» Document passage:
------------------------

Reliance

The first day of 2020, before COVID radically changed my routine and plans in Swazi, I stood in a circle holding hands with 20+ girls as we all shared our “word” for 2020. Usually when I’m put on the spot like that my mind goes blank, and I end up making something up. But the word “Reliance” rang through my mind as I listened to all the other girls share theirs. Reliance. I wanted so badly to rely more fully and completely on Jesus. Not on my own plans, not on a future career, not on a close family member or friend, not on the comfort and pleasures all the world, especially the United States, has to offer. No, I wanted to rely more on the One who created me, the One who foresaw all my sin and said, “I still love you, I’ll still die for you.” Little did I know that God was planning to put me to the test just 2 months later, when COVID affected all my plans. Those months in quarantine, and the uncertainty that followed it, helped me to truly rely more on Jesus. More on His plan and purposes. I learned to rely on Him to comfort me when I was lonely, to keep me strong when poor decisions and heartbreak was taking place back home, and to provide for me in whatever was going to happen next. Man, God never ceases to amaze me. How incredible it is to worship and praise the One True God, who surpasses all understanding. Never will I tire of witnessing His grace, goodness, provision, and miracles.

------------------------

» Source data:
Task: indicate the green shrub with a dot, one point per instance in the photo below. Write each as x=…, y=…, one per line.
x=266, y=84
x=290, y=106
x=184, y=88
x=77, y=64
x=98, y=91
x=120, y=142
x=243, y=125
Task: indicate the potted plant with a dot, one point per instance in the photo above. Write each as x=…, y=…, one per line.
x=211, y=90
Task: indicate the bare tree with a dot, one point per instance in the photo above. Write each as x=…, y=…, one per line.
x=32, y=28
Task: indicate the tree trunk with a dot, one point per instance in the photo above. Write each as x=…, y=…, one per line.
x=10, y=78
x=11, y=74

------------------------

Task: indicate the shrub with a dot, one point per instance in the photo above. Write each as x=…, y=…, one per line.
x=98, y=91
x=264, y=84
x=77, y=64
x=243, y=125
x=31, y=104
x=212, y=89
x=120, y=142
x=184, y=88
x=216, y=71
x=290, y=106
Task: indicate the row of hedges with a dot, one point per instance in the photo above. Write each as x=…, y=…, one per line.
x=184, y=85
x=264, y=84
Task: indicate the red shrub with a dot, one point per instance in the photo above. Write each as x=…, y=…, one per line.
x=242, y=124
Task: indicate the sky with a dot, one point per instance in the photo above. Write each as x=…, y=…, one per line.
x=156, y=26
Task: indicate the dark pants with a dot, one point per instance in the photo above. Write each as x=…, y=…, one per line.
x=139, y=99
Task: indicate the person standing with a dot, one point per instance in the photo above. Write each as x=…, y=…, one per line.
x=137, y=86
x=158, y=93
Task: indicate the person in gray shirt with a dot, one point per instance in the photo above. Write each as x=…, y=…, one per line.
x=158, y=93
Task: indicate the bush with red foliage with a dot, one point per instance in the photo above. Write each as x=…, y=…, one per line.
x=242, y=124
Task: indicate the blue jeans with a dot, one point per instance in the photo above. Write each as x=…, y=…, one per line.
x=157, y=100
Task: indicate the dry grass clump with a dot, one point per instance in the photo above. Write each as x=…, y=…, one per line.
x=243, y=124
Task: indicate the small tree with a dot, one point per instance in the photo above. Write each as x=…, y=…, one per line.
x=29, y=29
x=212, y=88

------------------------

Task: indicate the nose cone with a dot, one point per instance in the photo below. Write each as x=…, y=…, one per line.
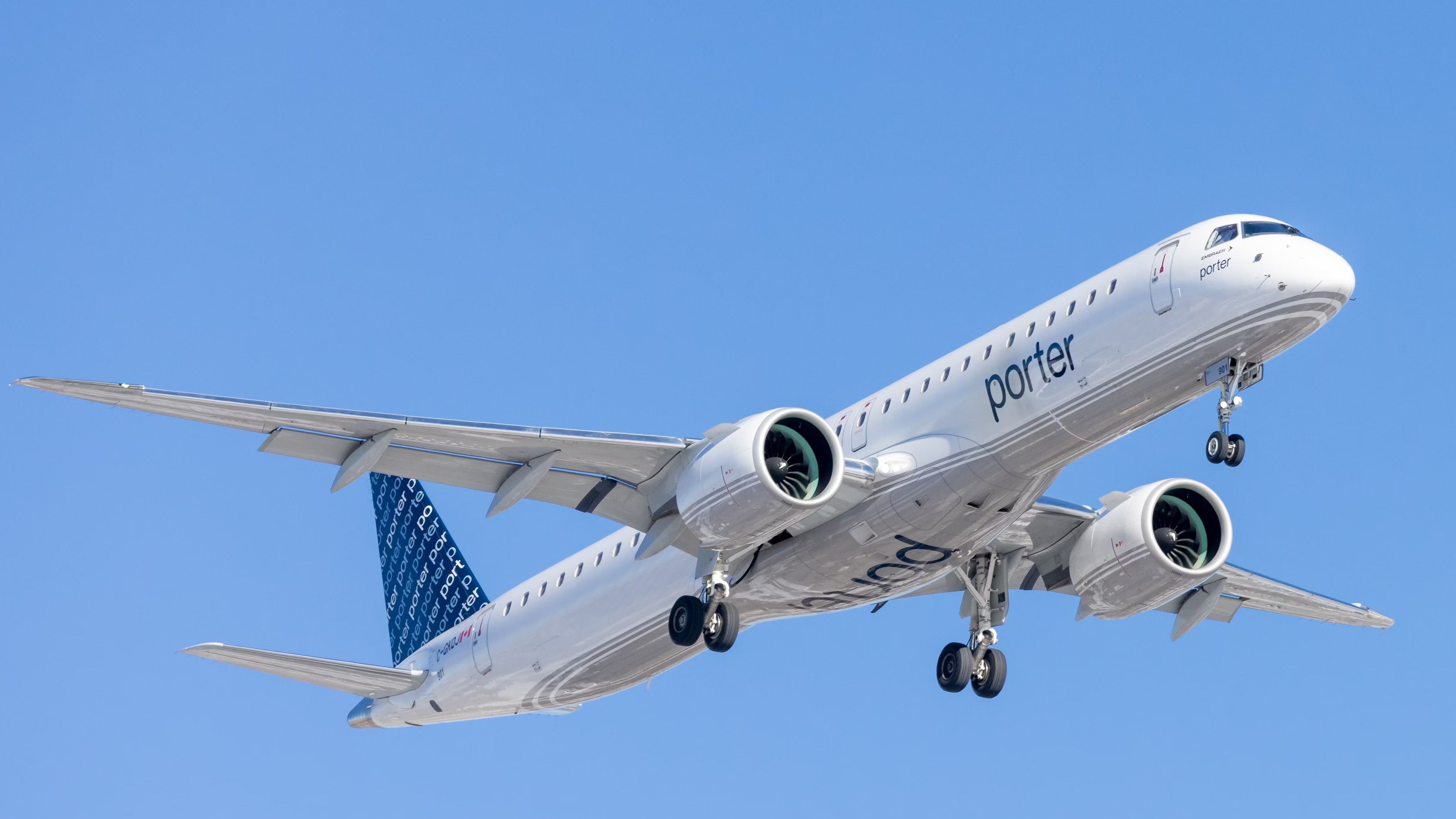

------------------------

» Study questions:
a) Rewrite the paragraph of the Reliance piece that begins "The first day of 2020" as a shorter version that keeps its main facts.
b) Carry on the Reliance piece from its final sentence.

» Results for each task:
a) On the first day of 2020, in Swazi, I stood in a circle with 20+ girls sharing our "word" for the year. Mine was "Reliance": I wanted to rely fully on Jesus rather than on my own plans, a career, family, friends, or the comforts of the world, especially the United States. Two months later, COVID upended my plans. Quarantine and the uncertainty after it taught me to rely on Him for comfort in loneliness, for strength through poor decisions and heartbreak back home, and for provision in whatever came next. I will never tire of witnessing His grace, goodness, provision, and miracles.

b)
I have loved building friendships, having really awesome conversations about Jesus and faith, experiencing God at work, and growing in my own faith. And now, for the news friends… I was able to get a flight back to the States at the beginning of October! I am beyond excited to be reunited with family and friends and cannot wait to share all that God has been teaching me. As exciting as it is to think about going “home”, I know how hard it is going to be for both me and the girls to leave Swaziland. A few months back I had shared with the girls something I had been reading about in my personal devotions, it had been discussing the topic of Heaven being our true home and how we are called to be “Christ’s Ambassadors ”. I belong to the Kingdom of Heaven. That is my true home. I have never felt fully satisfied here on this earth, and it’s because I’m not meant to be. This place isn’t my home. I don’t belong here. As a child of the King, I’m made for more. It had got me thinking about the mixed emotions I have felt for Swaziland and the U.S. (my “home”). I have served here and given my all, while also knowing that this country is not my home. I realized that I needed to treat the U.S. the way I treat Swaziland. Serve well, love people, don’t worry about the little things, pray about every decision and invite the Lord into all situations I face, while awaiting and longing for home at the same time. My real home. Heaven. I needed to long for Heaven the way I longed for the U.S. So yes, I may be coming “home” to a big Schoolhouse with about the same amount of people I was living with in Swaziland (with a little less estrogen 😉) but I’m going to treat it as I treated my year in Swazi. Awaiting something better, and in the meantime, allowing the Holy Spirit to live out my life for God’s glory. In everything I do, whether on a mission trip, or right in my own home, I’m going to do it all for the glory of my God and King.